Task statement – In the lines below, find the one that contains "Reviewer note: confirm that every instance of the leaf stem" and write it out exactly, along with every line that follows it.

[Records from a data collection]
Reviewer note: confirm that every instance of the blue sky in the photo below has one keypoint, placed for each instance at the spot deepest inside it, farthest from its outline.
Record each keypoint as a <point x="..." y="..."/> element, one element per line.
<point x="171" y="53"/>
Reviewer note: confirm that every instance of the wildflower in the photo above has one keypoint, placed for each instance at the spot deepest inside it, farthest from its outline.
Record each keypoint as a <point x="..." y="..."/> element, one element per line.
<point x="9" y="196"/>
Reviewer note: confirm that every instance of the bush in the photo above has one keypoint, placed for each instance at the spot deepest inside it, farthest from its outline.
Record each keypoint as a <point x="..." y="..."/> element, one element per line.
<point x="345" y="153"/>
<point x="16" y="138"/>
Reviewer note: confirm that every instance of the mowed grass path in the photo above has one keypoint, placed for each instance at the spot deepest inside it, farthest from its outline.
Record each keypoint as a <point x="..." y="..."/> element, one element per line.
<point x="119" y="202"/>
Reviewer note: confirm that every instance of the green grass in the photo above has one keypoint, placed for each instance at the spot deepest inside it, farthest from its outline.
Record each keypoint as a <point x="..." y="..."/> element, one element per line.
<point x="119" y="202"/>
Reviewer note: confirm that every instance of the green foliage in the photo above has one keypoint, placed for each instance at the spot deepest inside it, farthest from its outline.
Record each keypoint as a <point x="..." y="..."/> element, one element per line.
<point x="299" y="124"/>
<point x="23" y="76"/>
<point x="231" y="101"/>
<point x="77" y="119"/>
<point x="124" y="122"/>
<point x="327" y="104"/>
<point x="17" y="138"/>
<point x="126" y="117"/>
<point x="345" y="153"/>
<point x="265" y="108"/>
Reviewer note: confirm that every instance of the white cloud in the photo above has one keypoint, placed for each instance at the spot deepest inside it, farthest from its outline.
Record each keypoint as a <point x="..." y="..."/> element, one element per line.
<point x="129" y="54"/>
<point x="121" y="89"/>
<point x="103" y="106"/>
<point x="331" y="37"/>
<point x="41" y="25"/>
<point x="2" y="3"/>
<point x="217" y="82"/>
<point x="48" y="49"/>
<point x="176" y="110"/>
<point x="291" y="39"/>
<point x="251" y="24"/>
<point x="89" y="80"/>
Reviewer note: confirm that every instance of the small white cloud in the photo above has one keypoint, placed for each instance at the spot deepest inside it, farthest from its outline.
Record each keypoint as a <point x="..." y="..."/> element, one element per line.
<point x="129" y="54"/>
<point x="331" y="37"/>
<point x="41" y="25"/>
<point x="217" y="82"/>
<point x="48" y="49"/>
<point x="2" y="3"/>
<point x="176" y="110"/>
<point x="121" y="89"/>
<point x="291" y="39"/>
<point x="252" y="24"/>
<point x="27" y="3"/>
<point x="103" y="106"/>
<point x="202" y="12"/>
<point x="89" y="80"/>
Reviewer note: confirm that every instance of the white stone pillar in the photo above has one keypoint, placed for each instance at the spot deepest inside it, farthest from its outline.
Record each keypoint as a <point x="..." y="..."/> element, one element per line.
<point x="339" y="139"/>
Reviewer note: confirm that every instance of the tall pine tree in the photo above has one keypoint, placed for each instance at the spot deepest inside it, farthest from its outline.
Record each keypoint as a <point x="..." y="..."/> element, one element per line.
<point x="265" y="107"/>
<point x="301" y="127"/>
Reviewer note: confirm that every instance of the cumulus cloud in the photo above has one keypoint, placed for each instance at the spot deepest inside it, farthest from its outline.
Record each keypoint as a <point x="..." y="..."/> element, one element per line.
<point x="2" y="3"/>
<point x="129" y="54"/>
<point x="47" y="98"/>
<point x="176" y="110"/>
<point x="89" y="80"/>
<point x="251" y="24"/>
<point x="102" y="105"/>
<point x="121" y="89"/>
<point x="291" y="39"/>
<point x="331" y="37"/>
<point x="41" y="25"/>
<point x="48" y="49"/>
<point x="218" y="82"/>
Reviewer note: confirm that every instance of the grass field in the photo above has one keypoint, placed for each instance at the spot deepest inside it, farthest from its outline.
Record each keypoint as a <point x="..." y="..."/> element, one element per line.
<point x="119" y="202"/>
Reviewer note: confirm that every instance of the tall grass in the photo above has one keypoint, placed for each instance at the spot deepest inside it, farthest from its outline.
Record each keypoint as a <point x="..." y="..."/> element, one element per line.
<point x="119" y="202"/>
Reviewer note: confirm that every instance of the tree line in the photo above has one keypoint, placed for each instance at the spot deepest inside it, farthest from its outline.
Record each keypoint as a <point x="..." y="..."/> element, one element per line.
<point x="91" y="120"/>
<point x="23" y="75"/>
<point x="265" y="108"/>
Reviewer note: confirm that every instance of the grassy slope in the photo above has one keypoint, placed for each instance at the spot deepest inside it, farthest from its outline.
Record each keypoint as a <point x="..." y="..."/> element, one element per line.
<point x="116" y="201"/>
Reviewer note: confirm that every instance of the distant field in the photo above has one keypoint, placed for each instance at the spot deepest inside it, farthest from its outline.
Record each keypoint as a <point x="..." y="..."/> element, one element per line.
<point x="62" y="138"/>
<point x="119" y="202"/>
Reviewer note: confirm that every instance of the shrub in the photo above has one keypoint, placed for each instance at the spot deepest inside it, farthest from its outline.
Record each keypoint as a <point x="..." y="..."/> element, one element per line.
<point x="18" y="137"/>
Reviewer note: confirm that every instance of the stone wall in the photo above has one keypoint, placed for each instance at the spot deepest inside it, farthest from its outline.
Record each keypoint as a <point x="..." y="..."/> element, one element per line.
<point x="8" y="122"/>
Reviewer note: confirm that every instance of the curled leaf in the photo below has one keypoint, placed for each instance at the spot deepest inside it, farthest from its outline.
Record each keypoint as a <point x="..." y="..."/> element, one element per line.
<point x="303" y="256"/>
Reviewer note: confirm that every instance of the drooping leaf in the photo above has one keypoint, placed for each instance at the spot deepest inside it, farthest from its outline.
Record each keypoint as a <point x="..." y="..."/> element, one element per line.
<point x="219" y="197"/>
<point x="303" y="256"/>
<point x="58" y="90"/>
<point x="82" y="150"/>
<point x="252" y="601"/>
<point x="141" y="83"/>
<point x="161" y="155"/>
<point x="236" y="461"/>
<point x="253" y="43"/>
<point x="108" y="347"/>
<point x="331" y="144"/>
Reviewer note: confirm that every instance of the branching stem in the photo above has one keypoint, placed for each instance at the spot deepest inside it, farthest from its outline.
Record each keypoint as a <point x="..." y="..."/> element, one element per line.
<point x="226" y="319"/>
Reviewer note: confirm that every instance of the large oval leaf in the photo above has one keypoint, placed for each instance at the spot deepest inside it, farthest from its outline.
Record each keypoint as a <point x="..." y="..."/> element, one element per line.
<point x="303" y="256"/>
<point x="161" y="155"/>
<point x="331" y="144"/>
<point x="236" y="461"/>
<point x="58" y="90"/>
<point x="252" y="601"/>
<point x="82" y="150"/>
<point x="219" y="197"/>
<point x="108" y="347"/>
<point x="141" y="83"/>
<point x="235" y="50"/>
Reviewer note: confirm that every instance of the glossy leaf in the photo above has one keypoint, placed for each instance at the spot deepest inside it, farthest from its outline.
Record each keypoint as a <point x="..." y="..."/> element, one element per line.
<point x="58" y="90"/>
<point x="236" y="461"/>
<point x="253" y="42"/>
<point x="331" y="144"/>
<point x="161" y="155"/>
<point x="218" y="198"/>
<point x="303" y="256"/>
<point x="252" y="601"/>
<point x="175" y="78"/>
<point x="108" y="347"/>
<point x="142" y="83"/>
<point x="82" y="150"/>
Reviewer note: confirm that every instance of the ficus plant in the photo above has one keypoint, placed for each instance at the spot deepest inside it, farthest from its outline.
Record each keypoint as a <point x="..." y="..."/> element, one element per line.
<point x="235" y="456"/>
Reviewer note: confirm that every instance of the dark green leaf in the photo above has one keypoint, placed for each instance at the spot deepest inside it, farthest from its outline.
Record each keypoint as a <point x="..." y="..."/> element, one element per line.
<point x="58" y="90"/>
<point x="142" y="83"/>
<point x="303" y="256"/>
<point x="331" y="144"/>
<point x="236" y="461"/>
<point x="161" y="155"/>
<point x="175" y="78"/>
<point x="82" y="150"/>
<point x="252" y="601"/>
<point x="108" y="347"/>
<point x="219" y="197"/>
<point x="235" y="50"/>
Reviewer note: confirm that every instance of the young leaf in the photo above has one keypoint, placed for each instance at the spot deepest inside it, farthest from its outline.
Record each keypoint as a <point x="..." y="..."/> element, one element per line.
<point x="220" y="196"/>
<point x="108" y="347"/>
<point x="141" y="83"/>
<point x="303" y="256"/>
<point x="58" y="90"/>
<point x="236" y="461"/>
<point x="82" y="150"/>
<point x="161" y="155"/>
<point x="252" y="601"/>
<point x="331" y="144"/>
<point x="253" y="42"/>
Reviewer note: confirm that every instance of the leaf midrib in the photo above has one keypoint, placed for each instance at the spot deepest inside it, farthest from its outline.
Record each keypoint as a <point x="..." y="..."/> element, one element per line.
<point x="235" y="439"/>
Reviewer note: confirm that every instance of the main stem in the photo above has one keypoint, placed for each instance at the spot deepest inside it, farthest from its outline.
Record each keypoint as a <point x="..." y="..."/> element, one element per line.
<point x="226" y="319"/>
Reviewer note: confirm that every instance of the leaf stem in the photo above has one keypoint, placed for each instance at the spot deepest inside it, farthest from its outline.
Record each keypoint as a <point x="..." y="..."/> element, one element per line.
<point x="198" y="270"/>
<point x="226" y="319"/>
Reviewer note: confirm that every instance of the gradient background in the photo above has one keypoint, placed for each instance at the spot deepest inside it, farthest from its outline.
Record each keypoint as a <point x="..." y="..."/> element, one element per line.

The result –
Reviewer note: confirm that every instance of the leaf stem in the photo above has one keypoint, placed for each instance at the spot deepest inside it, farthest from its outline.
Record each keypoint as a <point x="..." y="..."/> element, one element per line.
<point x="198" y="270"/>
<point x="226" y="319"/>
Reviewer note: confirm that every instance of the gradient background in the photo above has one keypoint, placed for each instance at the spot deepest inside it, farthest from its outline.
Record each keypoint as a <point x="..." y="..."/> element, one element per line.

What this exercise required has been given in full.